··· PASSAGE SHOWN

Iron Votive Offerings
Hope forged from iron
Joseph Moos
HEPHAISTOS 9/10, 1996, pp. 38-9
Tr: Mike Spencer


The offering of forged iron votive objects as oblations or devotional gifts to the saints was a widespread custom in earlier times in southern Germany and Austria. Figurative representations of draught animals and other livestock common to the peasant life were offered in order to place the living animals under the protection of a particular saint. Village smith made these figures for centuries using traditional forms handed down for generations. That makes it difficult to date these pieces today but testifies to the powerful expressiveness of peasant culture preserved unwaveringly over centuries. In pursuit of the roots of European metalwork, HEPHAITOS' Josef Moos reports on the forms and history of iron votive objects.

······
··· EXTRACTED RECORDS

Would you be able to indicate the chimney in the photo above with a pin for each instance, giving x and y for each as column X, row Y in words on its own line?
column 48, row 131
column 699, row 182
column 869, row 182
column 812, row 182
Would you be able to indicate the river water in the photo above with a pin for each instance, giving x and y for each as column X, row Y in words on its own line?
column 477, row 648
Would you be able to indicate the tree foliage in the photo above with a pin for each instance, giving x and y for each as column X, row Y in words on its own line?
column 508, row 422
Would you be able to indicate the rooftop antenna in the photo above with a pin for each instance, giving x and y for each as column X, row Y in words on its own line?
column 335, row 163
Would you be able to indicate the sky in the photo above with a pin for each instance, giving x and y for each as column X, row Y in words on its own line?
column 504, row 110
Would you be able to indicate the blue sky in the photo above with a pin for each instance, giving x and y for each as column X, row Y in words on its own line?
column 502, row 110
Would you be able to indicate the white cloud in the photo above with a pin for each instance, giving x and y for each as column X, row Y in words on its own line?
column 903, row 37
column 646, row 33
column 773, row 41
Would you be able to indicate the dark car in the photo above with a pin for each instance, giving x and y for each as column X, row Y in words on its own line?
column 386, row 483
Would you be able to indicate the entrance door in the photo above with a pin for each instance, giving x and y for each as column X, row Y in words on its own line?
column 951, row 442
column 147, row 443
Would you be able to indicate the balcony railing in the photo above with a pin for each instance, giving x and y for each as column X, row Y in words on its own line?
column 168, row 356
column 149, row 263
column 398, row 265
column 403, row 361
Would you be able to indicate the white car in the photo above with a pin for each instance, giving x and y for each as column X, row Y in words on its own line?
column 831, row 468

······

Reproduce the section of the iron votive offerings passage above starting at "Iron Votive Offerings" and ending at "iron votive objects.".

*ANSWER FOR THIS EXERCISE:*
Iron Votive Offerings
Hope forged from iron
Joseph Moos
HEPHAISTOS 9/10, 1996, pp. 38-9
Tr: Mike Spencer


The offering of forged iron votive objects as oblations or devotional gifts to the saints was a widespread custom in earlier times in southern Germany and Austria. Figurative representations of draught animals and other livestock common to the peasant life were offered in order to place the living animals under the protection of a particular saint. Village smith made these figures for centuries using traditional forms handed down for generations. That makes it difficult to date these pieces today but testifies to the powerful expressiveness of peasant culture preserved unwaveringly over centuries. In pursuit of the roots of European metalwork, HEPHAITOS' Josef Moos reports on the forms and history of iron votive objects.